Start of Data provided

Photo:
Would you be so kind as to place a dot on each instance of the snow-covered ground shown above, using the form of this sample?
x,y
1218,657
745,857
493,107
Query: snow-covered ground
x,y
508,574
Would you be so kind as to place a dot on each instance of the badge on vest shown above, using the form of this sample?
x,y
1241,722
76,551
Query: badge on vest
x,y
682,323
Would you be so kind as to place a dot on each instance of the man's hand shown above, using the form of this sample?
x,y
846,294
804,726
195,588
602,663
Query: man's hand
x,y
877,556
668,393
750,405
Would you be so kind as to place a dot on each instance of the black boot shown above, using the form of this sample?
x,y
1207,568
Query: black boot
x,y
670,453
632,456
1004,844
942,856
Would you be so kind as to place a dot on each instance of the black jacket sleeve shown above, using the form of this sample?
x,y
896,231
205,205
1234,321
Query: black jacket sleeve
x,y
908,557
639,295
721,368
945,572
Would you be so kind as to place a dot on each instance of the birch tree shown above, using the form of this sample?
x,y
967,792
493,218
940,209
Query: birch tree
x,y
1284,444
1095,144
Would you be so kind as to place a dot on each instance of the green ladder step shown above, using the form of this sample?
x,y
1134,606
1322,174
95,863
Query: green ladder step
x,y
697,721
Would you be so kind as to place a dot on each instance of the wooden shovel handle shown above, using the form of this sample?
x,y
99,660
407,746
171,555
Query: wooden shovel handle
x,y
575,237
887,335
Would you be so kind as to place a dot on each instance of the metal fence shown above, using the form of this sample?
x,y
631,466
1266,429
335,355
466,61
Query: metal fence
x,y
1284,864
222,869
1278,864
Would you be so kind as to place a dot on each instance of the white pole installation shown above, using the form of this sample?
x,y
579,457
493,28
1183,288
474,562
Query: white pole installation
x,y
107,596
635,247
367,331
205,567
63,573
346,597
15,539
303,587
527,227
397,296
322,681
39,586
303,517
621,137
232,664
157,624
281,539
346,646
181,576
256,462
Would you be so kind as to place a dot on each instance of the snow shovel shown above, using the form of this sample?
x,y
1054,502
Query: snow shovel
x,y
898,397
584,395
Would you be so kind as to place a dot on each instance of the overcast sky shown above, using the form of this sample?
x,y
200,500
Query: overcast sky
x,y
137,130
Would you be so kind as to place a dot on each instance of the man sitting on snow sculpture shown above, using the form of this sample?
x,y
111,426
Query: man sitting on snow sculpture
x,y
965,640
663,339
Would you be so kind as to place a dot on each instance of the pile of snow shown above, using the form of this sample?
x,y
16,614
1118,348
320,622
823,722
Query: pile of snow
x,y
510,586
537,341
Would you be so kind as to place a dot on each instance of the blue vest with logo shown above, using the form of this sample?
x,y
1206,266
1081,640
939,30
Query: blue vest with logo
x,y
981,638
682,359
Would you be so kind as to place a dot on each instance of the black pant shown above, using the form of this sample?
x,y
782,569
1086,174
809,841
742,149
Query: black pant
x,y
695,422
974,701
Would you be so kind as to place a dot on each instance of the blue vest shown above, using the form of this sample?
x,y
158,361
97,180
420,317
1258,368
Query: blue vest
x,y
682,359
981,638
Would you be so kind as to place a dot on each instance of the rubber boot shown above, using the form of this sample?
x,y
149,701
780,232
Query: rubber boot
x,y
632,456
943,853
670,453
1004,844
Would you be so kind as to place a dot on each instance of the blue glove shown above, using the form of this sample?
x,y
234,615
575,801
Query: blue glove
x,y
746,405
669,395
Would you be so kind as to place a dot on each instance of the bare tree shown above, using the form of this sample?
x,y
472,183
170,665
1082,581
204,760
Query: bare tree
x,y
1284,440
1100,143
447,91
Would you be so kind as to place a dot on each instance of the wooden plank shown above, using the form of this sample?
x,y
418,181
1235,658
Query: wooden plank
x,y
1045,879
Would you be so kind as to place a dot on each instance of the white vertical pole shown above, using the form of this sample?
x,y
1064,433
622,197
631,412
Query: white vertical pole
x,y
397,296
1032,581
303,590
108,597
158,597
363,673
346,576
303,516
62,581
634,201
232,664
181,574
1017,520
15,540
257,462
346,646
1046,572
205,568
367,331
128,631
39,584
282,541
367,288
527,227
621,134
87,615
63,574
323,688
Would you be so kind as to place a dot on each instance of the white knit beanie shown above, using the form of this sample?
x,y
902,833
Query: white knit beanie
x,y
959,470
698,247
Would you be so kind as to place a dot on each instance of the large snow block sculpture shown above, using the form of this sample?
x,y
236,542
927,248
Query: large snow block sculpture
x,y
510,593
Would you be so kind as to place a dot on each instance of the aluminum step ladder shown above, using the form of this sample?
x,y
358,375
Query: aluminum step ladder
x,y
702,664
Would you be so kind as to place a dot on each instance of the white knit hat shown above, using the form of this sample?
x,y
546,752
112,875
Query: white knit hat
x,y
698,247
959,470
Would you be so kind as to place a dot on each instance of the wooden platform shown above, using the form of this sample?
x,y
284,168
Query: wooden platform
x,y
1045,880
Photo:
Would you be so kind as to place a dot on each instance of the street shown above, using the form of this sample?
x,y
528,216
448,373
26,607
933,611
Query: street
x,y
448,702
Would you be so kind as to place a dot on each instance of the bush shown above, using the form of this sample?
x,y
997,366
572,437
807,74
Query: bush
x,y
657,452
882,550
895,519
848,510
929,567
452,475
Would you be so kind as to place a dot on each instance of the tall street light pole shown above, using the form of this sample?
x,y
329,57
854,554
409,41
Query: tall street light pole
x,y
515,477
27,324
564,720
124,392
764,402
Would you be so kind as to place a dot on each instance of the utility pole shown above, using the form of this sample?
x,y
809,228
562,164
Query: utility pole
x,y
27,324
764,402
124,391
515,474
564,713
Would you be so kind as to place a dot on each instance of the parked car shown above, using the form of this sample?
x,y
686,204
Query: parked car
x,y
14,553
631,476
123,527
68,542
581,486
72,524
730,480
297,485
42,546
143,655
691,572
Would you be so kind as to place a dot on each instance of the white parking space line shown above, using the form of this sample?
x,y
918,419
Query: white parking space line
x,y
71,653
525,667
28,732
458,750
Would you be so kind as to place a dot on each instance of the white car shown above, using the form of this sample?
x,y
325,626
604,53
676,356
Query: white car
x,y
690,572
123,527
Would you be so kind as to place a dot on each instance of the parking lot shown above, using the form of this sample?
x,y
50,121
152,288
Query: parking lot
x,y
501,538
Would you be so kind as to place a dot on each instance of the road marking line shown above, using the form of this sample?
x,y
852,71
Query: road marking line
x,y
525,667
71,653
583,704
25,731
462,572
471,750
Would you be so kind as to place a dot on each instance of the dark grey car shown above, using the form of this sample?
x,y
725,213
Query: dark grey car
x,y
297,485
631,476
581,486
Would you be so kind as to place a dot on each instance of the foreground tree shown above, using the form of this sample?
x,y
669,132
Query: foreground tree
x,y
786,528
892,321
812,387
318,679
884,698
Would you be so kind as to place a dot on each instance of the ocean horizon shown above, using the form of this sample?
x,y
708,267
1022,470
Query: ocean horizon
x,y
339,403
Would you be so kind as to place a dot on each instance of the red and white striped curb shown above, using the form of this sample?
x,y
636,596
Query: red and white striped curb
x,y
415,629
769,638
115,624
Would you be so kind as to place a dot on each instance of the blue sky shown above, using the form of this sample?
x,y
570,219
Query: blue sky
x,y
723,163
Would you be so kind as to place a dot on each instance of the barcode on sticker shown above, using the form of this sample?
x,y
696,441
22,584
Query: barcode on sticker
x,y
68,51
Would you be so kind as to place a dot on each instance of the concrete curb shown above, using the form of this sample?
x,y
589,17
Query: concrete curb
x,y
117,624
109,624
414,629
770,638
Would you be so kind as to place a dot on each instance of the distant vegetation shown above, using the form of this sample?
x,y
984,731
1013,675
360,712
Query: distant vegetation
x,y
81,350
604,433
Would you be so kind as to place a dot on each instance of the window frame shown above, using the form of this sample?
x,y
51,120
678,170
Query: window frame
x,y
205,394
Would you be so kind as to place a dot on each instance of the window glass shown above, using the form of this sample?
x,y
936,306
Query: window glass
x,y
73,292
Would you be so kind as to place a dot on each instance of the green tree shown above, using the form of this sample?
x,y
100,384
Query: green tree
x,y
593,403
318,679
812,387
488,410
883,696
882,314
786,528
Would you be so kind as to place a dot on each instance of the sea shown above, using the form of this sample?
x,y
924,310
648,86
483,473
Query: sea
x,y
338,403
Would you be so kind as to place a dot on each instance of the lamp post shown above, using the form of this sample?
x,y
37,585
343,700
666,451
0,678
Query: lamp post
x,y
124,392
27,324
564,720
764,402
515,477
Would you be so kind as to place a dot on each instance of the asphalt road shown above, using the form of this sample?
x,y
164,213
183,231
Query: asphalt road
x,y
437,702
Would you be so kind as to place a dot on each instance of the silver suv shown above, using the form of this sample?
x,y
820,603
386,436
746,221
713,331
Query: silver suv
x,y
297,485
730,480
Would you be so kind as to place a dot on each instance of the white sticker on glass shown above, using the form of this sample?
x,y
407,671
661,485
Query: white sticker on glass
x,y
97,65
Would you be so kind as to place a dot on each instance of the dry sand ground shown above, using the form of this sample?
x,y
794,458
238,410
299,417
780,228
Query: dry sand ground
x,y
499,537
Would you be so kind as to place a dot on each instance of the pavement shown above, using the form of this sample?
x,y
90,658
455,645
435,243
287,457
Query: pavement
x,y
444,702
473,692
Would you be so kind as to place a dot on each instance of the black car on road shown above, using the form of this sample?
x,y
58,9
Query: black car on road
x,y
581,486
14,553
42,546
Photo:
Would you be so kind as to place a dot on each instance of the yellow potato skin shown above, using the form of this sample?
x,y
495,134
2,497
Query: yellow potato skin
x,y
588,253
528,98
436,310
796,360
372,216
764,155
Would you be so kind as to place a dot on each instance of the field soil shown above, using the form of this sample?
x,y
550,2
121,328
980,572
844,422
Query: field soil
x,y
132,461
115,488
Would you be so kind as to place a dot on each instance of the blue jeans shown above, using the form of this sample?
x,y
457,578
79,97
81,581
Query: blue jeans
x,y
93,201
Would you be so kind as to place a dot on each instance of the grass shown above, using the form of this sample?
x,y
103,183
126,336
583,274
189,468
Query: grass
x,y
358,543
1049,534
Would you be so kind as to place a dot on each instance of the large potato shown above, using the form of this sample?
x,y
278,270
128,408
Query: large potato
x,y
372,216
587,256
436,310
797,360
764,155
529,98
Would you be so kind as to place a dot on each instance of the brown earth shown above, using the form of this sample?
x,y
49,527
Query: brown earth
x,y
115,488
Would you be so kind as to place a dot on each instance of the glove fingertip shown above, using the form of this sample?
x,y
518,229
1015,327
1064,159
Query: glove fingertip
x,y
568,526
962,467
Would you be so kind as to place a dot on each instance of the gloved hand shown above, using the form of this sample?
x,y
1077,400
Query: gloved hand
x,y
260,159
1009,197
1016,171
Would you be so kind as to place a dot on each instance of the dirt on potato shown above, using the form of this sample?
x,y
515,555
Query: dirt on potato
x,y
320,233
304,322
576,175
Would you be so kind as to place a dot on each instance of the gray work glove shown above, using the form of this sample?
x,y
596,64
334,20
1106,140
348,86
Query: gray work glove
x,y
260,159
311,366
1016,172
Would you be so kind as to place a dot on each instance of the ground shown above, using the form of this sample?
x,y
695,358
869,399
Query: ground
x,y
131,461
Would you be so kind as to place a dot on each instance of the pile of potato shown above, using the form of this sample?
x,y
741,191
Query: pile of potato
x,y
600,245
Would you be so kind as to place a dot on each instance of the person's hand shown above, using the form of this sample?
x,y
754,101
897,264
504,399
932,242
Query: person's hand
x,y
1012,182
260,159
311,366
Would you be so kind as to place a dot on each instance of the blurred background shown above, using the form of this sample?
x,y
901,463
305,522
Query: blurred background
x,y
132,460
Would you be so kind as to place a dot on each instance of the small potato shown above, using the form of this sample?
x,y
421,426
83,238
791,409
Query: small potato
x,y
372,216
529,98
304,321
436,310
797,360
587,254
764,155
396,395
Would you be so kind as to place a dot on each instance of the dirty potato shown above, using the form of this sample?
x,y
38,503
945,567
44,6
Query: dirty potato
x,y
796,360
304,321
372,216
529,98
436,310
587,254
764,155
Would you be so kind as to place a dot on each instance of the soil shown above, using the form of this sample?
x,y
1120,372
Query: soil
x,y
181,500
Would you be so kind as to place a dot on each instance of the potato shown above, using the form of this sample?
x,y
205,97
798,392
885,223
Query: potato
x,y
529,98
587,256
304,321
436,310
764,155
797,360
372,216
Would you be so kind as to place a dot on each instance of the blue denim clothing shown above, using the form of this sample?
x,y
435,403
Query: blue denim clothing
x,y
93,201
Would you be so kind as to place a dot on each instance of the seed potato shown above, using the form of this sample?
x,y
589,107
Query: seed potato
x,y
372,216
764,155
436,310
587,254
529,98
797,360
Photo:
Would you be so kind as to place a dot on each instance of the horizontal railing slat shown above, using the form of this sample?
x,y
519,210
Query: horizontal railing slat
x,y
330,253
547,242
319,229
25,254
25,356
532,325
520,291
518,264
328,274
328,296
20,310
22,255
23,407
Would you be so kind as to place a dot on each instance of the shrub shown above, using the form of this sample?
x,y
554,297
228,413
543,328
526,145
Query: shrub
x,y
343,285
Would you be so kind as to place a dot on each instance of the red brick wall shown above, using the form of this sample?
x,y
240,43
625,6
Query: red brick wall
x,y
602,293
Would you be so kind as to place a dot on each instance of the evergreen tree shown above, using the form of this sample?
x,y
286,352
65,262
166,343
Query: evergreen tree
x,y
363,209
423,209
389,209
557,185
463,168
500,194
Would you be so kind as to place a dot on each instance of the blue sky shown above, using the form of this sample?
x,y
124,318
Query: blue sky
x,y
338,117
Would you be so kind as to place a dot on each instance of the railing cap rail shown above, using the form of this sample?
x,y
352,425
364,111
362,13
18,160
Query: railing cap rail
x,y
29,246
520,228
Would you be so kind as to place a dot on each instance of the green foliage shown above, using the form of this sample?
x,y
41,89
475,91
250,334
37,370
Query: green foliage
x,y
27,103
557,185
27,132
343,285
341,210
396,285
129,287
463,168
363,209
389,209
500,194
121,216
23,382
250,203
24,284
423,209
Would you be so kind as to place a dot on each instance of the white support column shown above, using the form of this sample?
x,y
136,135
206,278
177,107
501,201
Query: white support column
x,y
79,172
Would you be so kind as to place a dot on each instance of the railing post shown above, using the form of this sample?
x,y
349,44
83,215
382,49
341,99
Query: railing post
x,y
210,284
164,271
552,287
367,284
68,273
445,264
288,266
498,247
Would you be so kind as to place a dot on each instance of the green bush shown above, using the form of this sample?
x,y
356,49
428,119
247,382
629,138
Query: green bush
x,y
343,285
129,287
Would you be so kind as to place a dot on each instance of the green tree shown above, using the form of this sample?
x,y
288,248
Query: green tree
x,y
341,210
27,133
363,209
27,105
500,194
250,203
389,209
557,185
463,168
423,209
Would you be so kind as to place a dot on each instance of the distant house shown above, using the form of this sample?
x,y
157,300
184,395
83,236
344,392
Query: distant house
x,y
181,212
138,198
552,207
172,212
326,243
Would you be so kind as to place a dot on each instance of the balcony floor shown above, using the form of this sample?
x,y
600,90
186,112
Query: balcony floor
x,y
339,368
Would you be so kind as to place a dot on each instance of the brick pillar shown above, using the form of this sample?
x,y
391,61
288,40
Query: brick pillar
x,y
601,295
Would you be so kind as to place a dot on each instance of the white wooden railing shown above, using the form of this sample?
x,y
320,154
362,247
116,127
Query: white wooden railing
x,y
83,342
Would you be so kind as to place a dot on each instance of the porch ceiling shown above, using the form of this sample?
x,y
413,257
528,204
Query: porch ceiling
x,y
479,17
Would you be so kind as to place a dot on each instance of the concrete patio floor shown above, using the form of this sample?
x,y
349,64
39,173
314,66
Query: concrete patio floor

End of Data provided

Produce an exact copy of the lines from the one containing "the white support" through the last line, and of nothing else.

→ Written reply
Would you be so kind as to place a dot on each instance of the white support column shown above, using the form of this sample?
x,y
136,135
206,278
177,107
501,201
Query: white support column
x,y
79,172
Would you be so kind as to place a dot on each instance of the railing post shown above, using the form of this sample?
x,y
349,44
83,215
382,49
341,99
Query: railing post
x,y
210,284
164,271
552,287
367,284
68,273
445,264
288,266
498,247
Would you be so kind as to place a dot on each instance of the green bush shown above, using the form of this sample?
x,y
356,49
428,119
247,382
629,138
Query: green bush
x,y
343,285
129,287
Would you be so kind as to place a dot on each instance of the green tree shown above, using the form of this sample?
x,y
288,248
Query: green tree
x,y
341,210
27,133
363,209
27,105
500,194
250,203
389,209
557,185
463,168
423,209
Would you be so kind as to place a dot on each instance of the distant house shown above, using the form of this sample?
x,y
157,300
184,395
83,236
344,392
Query: distant house
x,y
181,212
138,198
552,207
172,212
326,243
Would you be so kind as to place a dot on each instance of the balcony floor shown above, using the form of this sample?
x,y
600,90
186,112
Query: balcony floor
x,y
339,368
Would you be so kind as to place a dot on each instance of the brick pillar shown above, using the form of this sample?
x,y
391,61
288,40
Query: brick pillar
x,y
601,295
Would you be so kind as to place a dot on each instance of the white wooden railing shown above, using the form of this sample?
x,y
320,154
362,247
116,127
Query: white wooden railing
x,y
83,342
Would you be so kind as to place a dot on each instance of the porch ceiling shown above, using the form of this sample?
x,y
413,257
528,204
Query: porch ceiling
x,y
479,17
Would you be so kind as to place a dot on each instance of the concrete patio floor shown above, using the form of this sample?
x,y
349,64
39,173
314,66
Query: concrete patio floor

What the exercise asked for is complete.